[SELECTED TEXT Boundary: Start]

This week is one that is heavy on my heart. When this week arrives, I spend a lot of time thinking and reflecting. It’s National Eating Disorder Awareness week, and it’s a week that reminds me of how damn lucky I am.
Puberty was not very kind to me. Maybe the more honest thing to say was that I was not very kind to me and did not move a whole heck of a lot when I hit puberty. My diet also consisted of takeout and potato chips. Regardless, I was overweight from the age of 13 to 16. Coming from a household where my mother was a stick thin woman who could eat anything her heart desired, it hit hard. Why was I like this?
Eventually, I decided to take control of it. I got a gym membership when I turned 16 and got to work. I had no clue what I was doing so I would hop on an elliptical and stay on for twenty minutes. I continued to eat as I always had at home, and the weight started to melt off of me. My goal was to be “in shape” by the time my family went on spring break. I was not really sure what that meant for me, but I knew that I wanted to lose some weight, and I did.
When we got home from vacation, I recall looking at photos and being disappointed. I knew I had lost some weight, but I was upset with how I looked still. I decided that I was going to keep working, and that what I really needed was to change how I ate. So I did. I started weighing my food and counting calories. Guess what guys? It worked. That, coupled with extended time on the elliptical gave me some great results. By that summer, I had slimmed down further. I started getting compliments from people on how pretty I was. As much as I hate to admit it, it felt good. To go from someone who was a wallflower to someone who was noticed was such a thrill for me. I saw myself as a healthy person.

[SELECTED TEXT Boundary: End]
[RECORDS SUPPLIED Boundary: Start]

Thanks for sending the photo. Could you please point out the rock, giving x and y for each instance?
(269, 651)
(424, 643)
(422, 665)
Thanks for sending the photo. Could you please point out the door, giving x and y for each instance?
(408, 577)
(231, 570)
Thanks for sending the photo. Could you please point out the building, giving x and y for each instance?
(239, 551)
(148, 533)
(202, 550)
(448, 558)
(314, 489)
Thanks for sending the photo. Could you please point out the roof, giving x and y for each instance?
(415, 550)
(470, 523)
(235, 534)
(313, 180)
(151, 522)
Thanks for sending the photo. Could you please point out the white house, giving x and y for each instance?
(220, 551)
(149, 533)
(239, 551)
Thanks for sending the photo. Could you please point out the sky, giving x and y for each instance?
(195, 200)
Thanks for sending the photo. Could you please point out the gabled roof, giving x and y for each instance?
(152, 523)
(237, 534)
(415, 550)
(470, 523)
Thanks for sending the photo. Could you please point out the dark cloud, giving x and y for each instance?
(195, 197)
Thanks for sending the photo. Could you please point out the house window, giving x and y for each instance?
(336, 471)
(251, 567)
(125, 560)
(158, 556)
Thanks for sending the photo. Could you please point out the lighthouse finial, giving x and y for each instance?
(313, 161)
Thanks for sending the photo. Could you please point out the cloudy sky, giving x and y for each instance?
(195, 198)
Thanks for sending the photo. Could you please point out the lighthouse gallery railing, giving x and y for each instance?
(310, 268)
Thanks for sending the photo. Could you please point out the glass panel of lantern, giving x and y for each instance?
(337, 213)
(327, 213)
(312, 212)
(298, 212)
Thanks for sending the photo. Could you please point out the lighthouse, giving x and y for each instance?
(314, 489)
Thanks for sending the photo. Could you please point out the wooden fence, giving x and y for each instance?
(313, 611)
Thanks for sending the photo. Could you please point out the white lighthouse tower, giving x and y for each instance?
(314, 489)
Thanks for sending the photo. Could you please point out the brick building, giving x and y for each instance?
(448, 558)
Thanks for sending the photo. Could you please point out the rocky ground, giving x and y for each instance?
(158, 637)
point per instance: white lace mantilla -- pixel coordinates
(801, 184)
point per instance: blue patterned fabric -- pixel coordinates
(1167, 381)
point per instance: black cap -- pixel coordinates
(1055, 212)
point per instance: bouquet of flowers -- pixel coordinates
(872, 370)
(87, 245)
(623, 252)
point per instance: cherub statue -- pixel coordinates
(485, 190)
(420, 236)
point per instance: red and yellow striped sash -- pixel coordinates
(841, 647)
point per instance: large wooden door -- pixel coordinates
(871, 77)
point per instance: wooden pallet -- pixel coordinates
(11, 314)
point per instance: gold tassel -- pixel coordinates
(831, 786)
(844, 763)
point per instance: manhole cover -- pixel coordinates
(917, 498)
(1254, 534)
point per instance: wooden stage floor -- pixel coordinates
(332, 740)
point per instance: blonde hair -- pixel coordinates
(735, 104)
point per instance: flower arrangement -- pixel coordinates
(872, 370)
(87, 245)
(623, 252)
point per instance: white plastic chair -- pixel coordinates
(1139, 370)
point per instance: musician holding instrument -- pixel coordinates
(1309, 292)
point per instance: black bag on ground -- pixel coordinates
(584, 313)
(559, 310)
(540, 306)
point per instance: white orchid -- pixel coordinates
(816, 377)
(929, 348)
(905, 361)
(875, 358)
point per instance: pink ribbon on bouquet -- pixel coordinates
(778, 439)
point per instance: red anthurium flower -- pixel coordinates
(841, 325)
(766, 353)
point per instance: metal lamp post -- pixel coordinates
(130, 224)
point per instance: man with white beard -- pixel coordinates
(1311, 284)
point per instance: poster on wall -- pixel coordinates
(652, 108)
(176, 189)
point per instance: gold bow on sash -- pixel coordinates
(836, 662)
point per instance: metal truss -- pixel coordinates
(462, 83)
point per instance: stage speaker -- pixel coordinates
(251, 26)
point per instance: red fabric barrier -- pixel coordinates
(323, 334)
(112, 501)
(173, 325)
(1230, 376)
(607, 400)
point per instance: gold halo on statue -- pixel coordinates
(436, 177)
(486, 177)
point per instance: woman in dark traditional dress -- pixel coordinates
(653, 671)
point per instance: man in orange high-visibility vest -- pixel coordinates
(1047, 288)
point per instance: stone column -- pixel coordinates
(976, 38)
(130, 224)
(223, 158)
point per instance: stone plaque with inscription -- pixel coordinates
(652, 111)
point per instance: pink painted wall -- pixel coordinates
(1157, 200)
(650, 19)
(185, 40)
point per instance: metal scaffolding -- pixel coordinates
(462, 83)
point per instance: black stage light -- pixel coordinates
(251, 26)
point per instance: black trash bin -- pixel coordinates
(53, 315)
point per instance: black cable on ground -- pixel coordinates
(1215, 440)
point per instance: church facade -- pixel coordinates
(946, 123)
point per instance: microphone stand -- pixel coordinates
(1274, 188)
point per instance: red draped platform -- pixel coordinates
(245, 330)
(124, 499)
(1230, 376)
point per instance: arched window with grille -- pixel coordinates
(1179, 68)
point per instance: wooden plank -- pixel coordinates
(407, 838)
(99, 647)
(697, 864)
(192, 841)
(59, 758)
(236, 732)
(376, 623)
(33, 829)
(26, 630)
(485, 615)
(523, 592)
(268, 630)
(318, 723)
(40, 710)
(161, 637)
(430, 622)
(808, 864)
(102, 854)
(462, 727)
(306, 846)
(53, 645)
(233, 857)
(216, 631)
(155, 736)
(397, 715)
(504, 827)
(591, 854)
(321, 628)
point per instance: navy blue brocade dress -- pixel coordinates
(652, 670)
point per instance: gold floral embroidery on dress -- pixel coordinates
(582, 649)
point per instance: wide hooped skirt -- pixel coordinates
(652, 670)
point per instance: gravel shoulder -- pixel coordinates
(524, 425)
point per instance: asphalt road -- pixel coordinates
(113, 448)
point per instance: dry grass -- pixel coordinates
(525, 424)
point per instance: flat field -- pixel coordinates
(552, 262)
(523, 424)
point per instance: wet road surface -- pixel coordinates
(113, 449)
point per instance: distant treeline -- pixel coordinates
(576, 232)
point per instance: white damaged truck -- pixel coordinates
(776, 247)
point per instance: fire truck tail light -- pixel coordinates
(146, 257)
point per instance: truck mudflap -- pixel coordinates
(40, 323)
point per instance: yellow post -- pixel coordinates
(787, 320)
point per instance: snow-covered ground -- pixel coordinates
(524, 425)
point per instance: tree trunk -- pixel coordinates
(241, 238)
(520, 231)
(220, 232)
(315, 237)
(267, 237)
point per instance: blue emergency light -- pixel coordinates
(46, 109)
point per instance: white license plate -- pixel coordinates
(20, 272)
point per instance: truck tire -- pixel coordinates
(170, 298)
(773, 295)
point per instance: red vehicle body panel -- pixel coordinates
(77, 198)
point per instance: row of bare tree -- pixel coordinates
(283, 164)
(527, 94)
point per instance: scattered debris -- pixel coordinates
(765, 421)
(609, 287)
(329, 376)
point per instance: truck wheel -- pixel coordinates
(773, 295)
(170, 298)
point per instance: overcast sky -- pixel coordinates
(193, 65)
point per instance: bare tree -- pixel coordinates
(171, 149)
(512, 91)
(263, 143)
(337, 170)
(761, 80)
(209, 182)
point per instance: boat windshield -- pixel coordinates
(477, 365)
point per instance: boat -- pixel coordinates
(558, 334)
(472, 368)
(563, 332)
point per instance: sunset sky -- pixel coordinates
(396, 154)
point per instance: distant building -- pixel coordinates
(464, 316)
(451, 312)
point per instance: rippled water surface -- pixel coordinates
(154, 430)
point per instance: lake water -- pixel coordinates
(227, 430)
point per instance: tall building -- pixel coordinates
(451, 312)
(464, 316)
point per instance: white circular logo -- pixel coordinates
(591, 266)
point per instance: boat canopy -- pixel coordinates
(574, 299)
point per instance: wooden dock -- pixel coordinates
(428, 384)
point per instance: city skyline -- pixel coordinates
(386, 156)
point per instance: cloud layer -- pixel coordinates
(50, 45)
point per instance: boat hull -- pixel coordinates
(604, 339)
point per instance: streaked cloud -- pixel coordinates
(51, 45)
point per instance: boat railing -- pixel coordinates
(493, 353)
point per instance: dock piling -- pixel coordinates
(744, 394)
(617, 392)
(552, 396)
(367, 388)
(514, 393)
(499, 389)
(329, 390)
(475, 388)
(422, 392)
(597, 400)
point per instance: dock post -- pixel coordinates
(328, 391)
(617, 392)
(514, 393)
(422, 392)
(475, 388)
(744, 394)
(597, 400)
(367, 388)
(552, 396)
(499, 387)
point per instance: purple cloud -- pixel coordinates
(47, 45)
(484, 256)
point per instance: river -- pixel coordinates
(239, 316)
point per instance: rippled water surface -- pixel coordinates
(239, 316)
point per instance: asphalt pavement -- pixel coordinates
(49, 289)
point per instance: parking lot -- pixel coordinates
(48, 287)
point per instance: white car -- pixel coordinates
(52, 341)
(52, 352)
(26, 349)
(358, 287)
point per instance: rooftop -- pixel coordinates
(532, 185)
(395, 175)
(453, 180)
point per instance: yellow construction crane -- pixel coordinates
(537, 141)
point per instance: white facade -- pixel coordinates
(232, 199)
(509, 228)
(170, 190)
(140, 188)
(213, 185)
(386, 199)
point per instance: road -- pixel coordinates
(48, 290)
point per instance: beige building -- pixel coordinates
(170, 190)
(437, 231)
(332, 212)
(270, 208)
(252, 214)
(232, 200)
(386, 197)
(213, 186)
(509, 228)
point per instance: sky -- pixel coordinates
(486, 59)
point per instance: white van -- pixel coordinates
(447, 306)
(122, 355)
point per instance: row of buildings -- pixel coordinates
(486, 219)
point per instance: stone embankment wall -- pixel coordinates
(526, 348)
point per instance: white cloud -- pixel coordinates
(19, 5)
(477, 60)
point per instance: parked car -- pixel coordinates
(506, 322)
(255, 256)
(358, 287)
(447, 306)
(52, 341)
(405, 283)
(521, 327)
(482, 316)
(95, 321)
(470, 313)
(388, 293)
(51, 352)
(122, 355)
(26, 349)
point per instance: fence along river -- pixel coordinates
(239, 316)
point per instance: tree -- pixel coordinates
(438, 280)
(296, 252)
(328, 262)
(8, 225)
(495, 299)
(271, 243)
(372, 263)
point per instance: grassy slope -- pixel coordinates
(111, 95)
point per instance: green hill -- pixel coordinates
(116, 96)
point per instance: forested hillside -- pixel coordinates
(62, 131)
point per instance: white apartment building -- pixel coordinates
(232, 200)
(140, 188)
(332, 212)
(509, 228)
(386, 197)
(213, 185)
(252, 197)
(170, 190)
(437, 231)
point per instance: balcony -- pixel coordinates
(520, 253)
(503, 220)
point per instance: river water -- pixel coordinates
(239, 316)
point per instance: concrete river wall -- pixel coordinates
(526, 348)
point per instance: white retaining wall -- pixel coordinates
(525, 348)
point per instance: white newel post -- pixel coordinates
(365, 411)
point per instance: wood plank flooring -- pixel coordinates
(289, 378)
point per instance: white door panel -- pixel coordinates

[RECORDS SUPPLIED Boundary: End]

◆ **EXERCISE REQUIREMENTS**:
1) In the personal essay on National Eating Disorder Awareness week, between what ages was the writer overweight?
2) Carry the personal essay on National Eating Disorder Awareness week forward, beginning after its final sentence.

◆ **TASK RESPONSES**:
1) From 13 to 16.

2)
Looking back, I should have stopped and just maintained. The weight I was at was ideal for my frame and height. But… as the story goes, it went on. I became obsessed. I couldn’t eat in public anymore because I couldn’t weigh the oil that the cooks used. I became obscenely upset if I couldn’t go to the gym. My workouts were getting longer, and were still just cardio. My meals were getting smaller.
I was the girl who knew calories. You know that scene in To The Bone where the girl looks at a plate and can call out the calories of each item perfectly? That was me. I was still loosing weight. It began to be painful to do yoga, because my back bones were sticking out so much. I was tired all the time. What should have been a big signal to me that this was going downhill was when my period stopped.
The thing is… I didn’t care. I wanted more. I don’t know how to explain it. There was a euphoric feeling I would get from stepping on the scale and seeing it go down. Running my hands down my stomach and feeling nothing brought me joy. Sometimes, I would have realizations that it may have been too much, but the voice in my head told me to shut up and get back to work.
I don’t have photos from my thinnest. I bottomed out at 57 pounds. To put that into perspective, my BMI was 11.5. 18.5-25 is a “normal range”, and I was points below. I am not an advocate for using BMI for most cases, but it just reinforces how absurdly underweight I was.
My hair started to come out in clumps. I had to get a bob cut so I could wear beanies at all times. I was wearing parkas in warm weather. For every hour I was awake, I needed to sleep for three. My body was not happy, and I did not recognize any of the signs.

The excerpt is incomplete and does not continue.